> [Task goal]: Lines in the records below that contain the word "stone" must each be copied.

> [Dataset entries]:
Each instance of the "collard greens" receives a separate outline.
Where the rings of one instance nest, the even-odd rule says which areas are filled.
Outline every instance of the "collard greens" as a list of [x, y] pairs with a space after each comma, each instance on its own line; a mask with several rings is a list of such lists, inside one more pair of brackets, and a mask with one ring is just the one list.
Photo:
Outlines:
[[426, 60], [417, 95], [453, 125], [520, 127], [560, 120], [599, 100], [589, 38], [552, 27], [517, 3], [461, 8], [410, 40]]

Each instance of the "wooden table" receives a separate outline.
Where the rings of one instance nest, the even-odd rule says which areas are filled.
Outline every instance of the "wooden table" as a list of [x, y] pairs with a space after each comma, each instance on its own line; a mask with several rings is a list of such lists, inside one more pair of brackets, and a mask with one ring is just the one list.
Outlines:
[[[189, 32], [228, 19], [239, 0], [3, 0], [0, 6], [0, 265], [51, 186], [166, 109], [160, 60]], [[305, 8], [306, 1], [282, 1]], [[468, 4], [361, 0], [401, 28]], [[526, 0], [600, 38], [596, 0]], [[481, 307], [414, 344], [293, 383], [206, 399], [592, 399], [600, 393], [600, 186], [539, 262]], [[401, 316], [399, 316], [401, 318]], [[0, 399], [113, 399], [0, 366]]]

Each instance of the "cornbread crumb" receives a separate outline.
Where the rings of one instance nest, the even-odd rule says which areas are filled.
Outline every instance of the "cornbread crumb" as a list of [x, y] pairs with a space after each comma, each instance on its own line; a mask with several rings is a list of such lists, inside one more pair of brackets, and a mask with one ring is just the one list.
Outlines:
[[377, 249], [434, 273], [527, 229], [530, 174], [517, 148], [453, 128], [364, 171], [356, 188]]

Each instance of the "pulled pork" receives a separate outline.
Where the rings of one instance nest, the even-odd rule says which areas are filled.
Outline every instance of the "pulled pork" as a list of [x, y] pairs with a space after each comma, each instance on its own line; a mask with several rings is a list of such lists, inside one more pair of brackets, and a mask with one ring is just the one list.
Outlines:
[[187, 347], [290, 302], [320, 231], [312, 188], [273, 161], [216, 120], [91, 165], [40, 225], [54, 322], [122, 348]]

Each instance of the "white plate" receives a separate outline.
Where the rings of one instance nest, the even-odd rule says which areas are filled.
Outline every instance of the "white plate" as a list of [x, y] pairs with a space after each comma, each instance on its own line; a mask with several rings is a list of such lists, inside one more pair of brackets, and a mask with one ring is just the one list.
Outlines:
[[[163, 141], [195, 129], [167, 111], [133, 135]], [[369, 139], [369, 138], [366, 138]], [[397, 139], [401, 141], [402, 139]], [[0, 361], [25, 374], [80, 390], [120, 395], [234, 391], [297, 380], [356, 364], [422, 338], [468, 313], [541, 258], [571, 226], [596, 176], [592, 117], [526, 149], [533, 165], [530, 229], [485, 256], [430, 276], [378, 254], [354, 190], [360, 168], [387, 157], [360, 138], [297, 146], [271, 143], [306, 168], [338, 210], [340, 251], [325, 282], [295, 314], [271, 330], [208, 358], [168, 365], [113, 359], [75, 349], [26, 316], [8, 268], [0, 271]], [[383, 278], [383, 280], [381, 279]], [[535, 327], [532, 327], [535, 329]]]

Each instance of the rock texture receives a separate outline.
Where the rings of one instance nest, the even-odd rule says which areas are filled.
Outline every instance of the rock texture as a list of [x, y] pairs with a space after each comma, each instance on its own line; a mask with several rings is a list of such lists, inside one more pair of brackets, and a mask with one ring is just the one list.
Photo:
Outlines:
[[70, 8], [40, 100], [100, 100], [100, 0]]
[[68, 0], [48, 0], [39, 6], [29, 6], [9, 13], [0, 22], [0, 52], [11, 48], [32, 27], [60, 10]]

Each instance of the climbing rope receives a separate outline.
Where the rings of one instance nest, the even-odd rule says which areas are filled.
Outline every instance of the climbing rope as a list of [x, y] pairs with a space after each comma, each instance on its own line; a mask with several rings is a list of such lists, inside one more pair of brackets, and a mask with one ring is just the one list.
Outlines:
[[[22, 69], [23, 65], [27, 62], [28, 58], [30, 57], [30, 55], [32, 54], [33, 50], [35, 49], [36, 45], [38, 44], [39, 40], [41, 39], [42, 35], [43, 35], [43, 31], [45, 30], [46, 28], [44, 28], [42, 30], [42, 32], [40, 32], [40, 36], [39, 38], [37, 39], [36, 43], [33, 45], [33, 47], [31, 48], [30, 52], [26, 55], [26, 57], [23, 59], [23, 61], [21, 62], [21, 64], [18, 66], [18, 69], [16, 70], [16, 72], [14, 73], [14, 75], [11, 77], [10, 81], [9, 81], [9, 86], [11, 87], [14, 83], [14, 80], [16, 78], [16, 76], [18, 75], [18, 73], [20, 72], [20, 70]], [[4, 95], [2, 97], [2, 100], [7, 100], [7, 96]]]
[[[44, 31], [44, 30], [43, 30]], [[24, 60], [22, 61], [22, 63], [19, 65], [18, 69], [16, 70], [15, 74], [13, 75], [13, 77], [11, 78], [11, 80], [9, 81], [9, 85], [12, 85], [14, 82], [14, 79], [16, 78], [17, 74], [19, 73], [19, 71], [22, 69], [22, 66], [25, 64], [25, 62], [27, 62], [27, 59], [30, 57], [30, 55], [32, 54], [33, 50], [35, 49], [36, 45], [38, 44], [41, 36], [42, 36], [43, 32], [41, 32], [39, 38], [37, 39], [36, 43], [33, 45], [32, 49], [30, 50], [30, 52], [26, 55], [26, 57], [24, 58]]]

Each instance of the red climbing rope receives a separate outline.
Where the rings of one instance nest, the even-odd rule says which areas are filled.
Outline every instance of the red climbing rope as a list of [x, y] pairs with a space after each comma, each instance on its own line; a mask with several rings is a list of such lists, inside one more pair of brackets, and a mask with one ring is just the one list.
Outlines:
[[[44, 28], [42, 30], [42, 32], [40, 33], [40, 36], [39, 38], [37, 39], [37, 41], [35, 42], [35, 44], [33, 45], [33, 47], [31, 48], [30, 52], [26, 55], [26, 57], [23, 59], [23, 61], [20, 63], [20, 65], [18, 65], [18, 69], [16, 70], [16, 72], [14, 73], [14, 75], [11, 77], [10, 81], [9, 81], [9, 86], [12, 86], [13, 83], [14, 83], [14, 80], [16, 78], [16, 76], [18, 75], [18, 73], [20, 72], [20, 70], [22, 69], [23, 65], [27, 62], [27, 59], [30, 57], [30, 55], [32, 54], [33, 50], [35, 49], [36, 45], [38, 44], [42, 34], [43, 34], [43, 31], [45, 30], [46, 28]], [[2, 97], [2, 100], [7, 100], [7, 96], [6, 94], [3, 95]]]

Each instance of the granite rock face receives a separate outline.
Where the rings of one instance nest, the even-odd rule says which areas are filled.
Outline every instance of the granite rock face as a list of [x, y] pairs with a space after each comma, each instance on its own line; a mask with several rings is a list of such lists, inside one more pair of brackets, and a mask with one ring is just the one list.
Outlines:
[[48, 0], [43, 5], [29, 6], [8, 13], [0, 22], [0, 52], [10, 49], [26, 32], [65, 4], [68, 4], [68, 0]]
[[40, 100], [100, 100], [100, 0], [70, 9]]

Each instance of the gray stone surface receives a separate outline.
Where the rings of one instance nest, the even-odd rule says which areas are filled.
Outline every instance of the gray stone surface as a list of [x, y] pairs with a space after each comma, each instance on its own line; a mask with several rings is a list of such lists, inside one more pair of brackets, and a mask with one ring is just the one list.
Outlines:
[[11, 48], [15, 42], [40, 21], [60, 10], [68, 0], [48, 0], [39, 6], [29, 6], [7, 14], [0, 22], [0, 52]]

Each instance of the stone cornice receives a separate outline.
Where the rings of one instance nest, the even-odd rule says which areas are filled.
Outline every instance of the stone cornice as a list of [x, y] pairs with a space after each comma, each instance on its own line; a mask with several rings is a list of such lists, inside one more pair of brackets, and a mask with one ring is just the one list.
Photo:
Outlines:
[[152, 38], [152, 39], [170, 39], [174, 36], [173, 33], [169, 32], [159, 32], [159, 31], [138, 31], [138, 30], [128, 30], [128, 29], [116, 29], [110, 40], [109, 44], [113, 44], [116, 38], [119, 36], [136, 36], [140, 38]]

> [Reply]:
Each instance of the gray stone surface receives a separate outline.
Outline every instance of the gray stone surface as a list of [x, y] pairs with a space after each comma, each instance on its own line; a mask with several rings is a list of such lists, inside one more pair of brackets, and a mask with one ring is just the one list.
Each instance of the stone cornice receives a separate outline.
Outline every instance of the stone cornice as a list of [x, y] pairs with a space after each comma, each instance on its own line; a mask with several rings is a list of such lists, inside one more pair of brackets, and a mask with one ring is just the one list.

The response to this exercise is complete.